=== Data rows ===
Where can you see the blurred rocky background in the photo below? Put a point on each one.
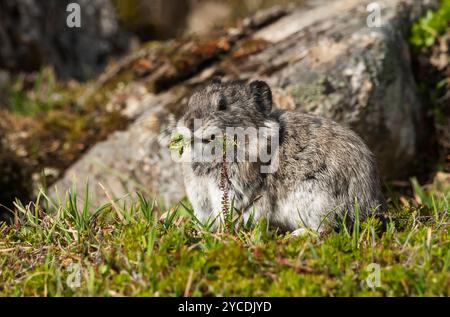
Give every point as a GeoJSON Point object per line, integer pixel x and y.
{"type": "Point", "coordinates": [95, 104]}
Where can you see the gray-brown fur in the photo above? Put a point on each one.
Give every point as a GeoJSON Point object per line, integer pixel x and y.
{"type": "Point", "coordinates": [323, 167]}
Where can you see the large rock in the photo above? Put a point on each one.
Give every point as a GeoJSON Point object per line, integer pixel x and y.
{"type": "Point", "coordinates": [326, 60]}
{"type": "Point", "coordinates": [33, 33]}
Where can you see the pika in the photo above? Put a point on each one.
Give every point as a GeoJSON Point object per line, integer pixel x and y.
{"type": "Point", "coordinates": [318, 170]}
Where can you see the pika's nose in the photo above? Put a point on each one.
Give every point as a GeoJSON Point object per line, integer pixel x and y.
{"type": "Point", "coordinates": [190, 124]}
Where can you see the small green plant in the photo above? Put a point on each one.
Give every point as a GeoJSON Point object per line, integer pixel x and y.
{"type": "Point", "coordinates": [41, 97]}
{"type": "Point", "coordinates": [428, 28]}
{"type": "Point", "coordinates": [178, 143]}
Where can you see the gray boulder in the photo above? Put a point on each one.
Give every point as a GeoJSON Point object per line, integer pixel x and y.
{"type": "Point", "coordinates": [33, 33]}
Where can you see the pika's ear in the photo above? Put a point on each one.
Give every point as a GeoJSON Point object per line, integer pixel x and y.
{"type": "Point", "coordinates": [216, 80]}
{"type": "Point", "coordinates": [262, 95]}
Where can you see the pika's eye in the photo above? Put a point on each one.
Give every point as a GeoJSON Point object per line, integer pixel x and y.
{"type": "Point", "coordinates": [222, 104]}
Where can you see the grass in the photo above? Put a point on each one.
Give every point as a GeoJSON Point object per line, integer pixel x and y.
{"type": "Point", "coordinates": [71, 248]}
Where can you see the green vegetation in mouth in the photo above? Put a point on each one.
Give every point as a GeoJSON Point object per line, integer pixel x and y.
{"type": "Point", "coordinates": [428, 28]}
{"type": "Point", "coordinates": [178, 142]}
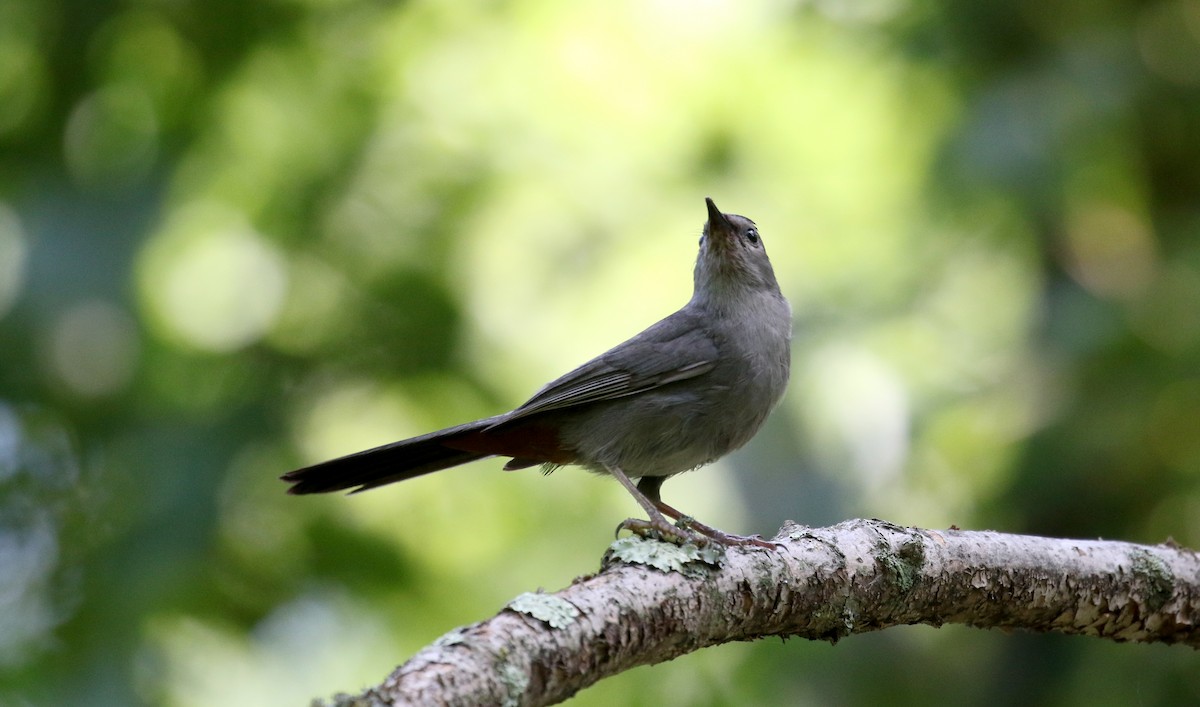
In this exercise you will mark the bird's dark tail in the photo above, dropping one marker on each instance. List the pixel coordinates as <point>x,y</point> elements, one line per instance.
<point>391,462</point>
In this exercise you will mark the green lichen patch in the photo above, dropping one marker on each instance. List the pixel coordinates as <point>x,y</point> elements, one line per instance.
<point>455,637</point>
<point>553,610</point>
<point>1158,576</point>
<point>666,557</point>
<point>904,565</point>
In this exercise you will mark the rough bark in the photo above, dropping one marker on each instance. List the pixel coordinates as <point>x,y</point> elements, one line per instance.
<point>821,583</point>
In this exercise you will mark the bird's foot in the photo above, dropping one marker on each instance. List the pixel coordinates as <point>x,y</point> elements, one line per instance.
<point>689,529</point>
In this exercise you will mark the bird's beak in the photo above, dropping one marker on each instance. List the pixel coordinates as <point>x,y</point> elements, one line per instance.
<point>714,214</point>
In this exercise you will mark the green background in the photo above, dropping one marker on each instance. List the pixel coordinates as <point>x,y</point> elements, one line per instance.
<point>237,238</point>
===
# What is needed:
Pictures don't belong in the copy. Restate all the entries exactly.

# Task output:
Where can you see the blurred rocky background in the photo below? Put a point on each one.
Give every point as a GeoJSON Point object per line, integer pixel x and y.
{"type": "Point", "coordinates": [95, 104]}
Where can you see the gray-brown fur in the photo above? Put a point on each one.
Give every point as a GeoJSON Point object per line, integer pixel x and y.
{"type": "Point", "coordinates": [323, 167]}
Where can you see the large rock in the photo above? Put a point on each one.
Give every point as a GeoJSON Point object per line, integer pixel x and y.
{"type": "Point", "coordinates": [326, 60]}
{"type": "Point", "coordinates": [33, 33]}
Where can you see the pika in the photo above? Put a point on each one.
Give every point as a GeoJSON Point object per line, integer pixel x and y.
{"type": "Point", "coordinates": [318, 170]}
Where can you see the pika's nose in the photo above? Put a point on each one.
Give every point as a GeoJSON Point object per line, integer pixel x and y.
{"type": "Point", "coordinates": [190, 124]}
Where can you see the small green plant in the photo above? Put a point on each one.
Give every point as a GeoJSON Point object per line, integer pixel x and y.
{"type": "Point", "coordinates": [41, 97]}
{"type": "Point", "coordinates": [428, 28]}
{"type": "Point", "coordinates": [178, 143]}
Where can you see the gray boulder in the photo above? Put a point on each one.
Give every point as a GeoJSON Point object per line, integer pixel x and y.
{"type": "Point", "coordinates": [33, 33]}
Where can you see the pika's ear in the photo above? Put a point on each one.
Give every point as a GeoJSON Point object per line, integer pixel x and y.
{"type": "Point", "coordinates": [216, 80]}
{"type": "Point", "coordinates": [262, 95]}
Where can you see the pika's eye in the photo above? Put a point on each one.
Give every point as a GeoJSON Point object per line, integer pixel x and y.
{"type": "Point", "coordinates": [222, 104]}
Where can you see the grass in the photo above? Put a point on each one.
Give every point as a GeoJSON Point object per line, integer pixel x and y.
{"type": "Point", "coordinates": [71, 248]}
Where can you see the green vegetation in mouth in the photo above? Put a point on each one.
Give every point as a GeoJSON Point object per line, integer pixel x and y.
{"type": "Point", "coordinates": [428, 28]}
{"type": "Point", "coordinates": [178, 142]}
In this exercise you will mark the bird's dark tail in the photo above, dropping one marker on each instance. List the pixel coordinates as <point>x,y</point> elements, one line per instance.
<point>391,462</point>
In this exercise you will mark the green lichen patch in the photo above, dropping one marker on each instance. List the pixel coordinates as <point>x,y</point> elements, one line per instance.
<point>455,637</point>
<point>553,610</point>
<point>1158,576</point>
<point>666,557</point>
<point>904,565</point>
In this exercise you will mark the rough bark in the photo above, dropping one marker on each instance. List the pixel coordinates as <point>x,y</point> elements, one line per instance.
<point>821,583</point>
In this exercise you will mark the bird's foot in the photo above, dropping one marker on each instance. List the pixel coordinates as <point>x,y</point> elements, one line per instance.
<point>689,529</point>
In this exercise you will mark the bird's beak in the photo above, dropping one marker on each instance. List the pixel coordinates as <point>x,y</point> elements, one line per instance.
<point>714,214</point>
In this exercise you will mark the green background in the photo above, dropping one marker on each instance. List the pixel coordinates as <point>x,y</point> elements, one line per instance.
<point>237,238</point>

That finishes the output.